**SET EXERCISE**
Everything from the line containing "Where can you see the ceiling fan in" down to the last line of the entries below must be transcribed exactly, and nothing else.

(Data extracted from a collection)
-- -- --

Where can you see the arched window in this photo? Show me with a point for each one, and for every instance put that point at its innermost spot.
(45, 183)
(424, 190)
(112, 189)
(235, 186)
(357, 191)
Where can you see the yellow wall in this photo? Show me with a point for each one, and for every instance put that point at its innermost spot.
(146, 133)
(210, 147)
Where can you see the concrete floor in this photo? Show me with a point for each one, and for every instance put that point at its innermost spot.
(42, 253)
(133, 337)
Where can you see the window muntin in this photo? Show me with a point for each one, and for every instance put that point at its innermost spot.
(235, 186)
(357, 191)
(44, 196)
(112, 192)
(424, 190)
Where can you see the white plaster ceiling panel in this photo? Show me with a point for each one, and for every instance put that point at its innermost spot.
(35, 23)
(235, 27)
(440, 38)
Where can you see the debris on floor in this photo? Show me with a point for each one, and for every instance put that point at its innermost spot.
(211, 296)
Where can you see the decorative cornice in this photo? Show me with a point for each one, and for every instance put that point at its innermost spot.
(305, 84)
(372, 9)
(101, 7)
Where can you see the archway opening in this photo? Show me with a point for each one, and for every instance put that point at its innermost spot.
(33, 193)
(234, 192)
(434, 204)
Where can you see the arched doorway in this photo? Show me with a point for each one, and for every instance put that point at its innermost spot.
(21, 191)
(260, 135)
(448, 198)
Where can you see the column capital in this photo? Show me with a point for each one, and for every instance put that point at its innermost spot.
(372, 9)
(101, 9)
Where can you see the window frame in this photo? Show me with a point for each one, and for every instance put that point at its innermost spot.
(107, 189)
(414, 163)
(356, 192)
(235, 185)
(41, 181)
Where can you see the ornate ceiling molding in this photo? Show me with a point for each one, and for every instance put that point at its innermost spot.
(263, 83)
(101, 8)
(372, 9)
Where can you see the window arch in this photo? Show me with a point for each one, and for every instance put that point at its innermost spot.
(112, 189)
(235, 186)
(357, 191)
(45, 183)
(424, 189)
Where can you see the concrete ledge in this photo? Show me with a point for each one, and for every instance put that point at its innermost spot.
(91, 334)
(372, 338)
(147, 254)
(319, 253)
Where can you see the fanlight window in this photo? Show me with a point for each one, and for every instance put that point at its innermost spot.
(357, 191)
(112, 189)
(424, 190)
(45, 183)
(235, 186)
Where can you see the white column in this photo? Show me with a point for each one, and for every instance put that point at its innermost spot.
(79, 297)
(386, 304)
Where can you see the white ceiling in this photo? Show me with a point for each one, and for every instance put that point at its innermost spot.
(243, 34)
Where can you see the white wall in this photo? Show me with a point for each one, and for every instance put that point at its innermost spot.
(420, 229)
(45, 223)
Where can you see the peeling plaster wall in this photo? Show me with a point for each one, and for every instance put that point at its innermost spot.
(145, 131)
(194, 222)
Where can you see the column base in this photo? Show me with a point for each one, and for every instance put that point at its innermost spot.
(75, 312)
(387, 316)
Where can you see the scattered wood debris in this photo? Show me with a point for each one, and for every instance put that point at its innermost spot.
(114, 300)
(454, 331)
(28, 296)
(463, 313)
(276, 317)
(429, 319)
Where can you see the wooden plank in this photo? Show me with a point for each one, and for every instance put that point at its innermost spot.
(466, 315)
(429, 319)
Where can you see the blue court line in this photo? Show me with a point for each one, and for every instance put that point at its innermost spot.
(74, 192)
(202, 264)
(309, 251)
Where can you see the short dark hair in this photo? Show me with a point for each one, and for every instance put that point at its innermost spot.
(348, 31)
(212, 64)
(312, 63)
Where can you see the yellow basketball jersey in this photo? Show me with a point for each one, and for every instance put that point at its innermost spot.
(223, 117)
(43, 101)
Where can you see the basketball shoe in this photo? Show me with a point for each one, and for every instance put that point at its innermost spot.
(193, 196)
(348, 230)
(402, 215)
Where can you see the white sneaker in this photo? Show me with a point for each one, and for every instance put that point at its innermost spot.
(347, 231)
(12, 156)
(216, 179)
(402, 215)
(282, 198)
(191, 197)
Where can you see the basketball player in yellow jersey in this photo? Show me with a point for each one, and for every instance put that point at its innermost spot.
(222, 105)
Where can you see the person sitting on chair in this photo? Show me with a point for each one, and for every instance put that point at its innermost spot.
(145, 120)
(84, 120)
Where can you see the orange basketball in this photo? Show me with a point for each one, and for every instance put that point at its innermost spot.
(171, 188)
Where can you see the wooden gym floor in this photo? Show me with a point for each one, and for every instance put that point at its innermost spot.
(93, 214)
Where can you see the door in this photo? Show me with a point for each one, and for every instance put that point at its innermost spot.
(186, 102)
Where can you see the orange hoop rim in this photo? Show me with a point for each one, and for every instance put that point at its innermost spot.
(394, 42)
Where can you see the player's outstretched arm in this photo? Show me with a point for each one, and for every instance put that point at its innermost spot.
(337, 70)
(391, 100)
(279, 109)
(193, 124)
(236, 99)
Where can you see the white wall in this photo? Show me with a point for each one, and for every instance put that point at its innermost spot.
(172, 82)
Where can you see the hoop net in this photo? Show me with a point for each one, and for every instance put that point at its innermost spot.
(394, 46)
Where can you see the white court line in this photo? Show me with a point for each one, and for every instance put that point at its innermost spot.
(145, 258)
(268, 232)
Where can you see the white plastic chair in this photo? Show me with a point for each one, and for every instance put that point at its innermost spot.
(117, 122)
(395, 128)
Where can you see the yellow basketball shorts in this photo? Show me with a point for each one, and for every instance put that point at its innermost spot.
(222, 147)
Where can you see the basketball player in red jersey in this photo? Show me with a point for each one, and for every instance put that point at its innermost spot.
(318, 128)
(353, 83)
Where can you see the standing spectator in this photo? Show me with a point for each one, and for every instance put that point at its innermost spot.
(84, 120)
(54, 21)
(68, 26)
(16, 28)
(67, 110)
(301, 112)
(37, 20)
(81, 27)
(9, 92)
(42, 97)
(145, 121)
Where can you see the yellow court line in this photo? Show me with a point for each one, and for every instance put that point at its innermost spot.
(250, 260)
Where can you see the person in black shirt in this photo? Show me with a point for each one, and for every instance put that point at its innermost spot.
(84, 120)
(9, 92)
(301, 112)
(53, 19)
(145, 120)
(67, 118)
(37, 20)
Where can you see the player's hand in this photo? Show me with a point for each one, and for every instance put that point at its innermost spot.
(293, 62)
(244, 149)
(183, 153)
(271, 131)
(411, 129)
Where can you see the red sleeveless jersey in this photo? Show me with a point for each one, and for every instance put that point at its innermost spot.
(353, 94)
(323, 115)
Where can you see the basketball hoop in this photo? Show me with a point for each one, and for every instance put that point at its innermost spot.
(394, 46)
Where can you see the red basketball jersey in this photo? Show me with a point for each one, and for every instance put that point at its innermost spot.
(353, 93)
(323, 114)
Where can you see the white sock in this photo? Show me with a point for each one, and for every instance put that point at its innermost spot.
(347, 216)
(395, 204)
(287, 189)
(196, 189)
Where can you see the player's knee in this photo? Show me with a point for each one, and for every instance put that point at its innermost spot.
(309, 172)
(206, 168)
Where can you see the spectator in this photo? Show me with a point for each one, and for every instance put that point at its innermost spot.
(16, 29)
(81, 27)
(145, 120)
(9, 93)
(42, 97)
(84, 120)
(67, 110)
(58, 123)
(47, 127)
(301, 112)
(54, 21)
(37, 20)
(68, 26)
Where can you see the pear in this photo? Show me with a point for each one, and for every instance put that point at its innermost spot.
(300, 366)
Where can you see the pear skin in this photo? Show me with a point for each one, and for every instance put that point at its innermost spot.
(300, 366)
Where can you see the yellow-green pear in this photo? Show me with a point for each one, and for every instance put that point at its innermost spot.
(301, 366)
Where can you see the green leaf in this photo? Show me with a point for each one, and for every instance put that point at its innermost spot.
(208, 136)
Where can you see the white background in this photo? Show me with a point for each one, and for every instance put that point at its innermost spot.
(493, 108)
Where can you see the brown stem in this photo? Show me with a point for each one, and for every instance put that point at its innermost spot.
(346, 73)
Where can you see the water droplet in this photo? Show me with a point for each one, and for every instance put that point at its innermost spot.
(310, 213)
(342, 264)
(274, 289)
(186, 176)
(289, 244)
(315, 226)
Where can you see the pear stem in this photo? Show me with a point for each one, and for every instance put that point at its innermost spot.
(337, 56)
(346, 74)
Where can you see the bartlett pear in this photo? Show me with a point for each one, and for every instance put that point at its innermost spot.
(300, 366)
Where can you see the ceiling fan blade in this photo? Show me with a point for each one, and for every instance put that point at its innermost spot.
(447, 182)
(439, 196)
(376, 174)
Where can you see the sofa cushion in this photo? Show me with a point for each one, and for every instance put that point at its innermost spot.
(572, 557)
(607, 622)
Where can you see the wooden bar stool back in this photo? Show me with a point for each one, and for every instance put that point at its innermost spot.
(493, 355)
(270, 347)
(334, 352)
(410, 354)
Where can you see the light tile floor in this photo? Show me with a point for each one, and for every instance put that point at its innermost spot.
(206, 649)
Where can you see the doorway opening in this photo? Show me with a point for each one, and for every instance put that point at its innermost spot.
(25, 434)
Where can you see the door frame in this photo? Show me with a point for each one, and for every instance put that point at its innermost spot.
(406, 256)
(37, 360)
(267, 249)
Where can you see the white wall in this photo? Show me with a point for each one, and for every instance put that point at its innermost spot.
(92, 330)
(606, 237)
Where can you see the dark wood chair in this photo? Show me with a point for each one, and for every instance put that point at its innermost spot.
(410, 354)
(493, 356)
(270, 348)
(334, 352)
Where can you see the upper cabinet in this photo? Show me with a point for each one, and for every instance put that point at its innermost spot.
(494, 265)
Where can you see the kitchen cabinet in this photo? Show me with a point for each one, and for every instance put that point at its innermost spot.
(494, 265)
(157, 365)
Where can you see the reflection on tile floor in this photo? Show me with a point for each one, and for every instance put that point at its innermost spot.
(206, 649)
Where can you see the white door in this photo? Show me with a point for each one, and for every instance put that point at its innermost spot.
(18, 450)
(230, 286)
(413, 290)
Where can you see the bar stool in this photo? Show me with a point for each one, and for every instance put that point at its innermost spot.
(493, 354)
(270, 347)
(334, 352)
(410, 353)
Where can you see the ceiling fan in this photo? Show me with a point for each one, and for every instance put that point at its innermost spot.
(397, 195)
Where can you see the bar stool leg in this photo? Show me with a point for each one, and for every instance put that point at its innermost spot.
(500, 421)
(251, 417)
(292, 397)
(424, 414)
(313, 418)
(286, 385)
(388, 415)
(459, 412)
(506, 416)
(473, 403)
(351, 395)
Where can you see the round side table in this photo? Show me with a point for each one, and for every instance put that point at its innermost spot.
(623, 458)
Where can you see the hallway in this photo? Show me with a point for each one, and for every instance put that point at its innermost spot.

-- -- --

**OUTPUT OF THE EXERCISE**
Where can you see the ceiling fan in this photo? Show me with a point for each one, and for every instance put that point at its innermost spot.
(397, 195)
Where can you see the bar stool leg in this photo? Show me with a point for each one, and for every instance put that point at its innermost spot.
(500, 421)
(251, 417)
(292, 397)
(424, 414)
(313, 418)
(286, 385)
(388, 415)
(459, 412)
(506, 416)
(473, 403)
(351, 395)
Where can you see the round side table in this photo? Show me with a point for each one, and for every instance put that point at its innermost spot.
(623, 458)
Where can you see the hallway in this photo? Show me with a point for each one, and for every instance put that point at its innermost spot.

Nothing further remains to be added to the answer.